§ **TASK GOAL**:
Below are records. Return each one exactly as written.

§ **DATA SECTION**:
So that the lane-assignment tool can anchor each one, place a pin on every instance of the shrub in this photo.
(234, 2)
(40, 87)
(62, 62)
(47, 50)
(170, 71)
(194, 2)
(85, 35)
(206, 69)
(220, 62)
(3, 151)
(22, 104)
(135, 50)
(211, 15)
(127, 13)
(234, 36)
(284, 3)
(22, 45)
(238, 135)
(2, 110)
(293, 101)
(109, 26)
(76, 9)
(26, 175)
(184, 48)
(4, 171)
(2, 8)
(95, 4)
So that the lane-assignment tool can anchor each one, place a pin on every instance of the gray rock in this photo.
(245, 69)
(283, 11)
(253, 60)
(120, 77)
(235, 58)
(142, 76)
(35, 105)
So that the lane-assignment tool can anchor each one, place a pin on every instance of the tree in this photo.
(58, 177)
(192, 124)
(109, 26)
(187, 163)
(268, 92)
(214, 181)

§ **SOLVED PROBLEM**:
So that the lane-assignment tool can anchor each one, place a pin on every instance of the shrub in this photo.
(234, 2)
(40, 87)
(62, 62)
(47, 50)
(170, 71)
(194, 2)
(85, 35)
(206, 69)
(220, 62)
(3, 151)
(22, 104)
(135, 50)
(211, 15)
(127, 13)
(234, 36)
(284, 3)
(22, 45)
(238, 135)
(2, 110)
(293, 101)
(109, 26)
(76, 9)
(26, 175)
(184, 48)
(4, 171)
(2, 8)
(95, 4)
So that the lane-assignment tool can anchor each one, place a pin on every instance of the gray rock in this photo.
(245, 69)
(283, 11)
(253, 60)
(120, 77)
(235, 58)
(142, 76)
(35, 105)
So that the lane-assignment tool can anchor each one, place a pin on every instance of the tree in this photo.
(58, 177)
(192, 124)
(109, 26)
(187, 163)
(268, 92)
(214, 181)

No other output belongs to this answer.